What you have to do:
Filter task. Return each line of the material that holds the string "below".

### The records ###

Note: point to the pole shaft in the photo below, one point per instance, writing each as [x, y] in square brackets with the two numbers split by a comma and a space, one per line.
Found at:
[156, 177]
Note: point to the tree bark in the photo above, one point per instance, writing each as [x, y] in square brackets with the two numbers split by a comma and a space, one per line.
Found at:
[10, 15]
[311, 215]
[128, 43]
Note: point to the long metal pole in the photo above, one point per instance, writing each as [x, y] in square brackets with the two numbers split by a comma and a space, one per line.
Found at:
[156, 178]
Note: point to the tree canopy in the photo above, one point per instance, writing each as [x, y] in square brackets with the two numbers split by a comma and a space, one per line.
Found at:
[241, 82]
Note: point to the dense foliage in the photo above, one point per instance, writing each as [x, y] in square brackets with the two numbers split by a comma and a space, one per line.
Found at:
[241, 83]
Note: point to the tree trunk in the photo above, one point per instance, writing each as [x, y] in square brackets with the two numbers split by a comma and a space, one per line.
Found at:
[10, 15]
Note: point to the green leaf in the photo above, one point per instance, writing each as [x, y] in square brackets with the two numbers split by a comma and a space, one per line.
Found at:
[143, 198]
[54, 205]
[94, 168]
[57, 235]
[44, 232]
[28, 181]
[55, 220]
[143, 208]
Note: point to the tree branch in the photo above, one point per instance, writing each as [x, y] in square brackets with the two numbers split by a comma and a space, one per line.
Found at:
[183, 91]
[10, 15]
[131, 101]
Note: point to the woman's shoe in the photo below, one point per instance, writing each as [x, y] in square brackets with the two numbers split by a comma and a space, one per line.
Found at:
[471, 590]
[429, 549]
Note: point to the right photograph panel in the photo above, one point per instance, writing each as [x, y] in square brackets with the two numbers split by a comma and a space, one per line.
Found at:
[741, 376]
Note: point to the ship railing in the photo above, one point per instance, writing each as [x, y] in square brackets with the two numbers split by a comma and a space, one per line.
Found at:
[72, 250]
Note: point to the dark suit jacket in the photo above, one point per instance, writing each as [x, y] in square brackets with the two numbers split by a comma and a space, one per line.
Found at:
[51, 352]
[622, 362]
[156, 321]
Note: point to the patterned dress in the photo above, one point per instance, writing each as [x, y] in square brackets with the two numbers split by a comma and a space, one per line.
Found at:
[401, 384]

###

Task answer:
Note: point to the pole shaft in the photo below, one point per instance, writing each as [x, y] in square brackets with the two numbers split by a comma and a space, one per line.
Note: point to the woman's shoe in the photo below, one point per instance, writing each as [x, y] in square brackets with the two numbers split by a comma and a space, one per line.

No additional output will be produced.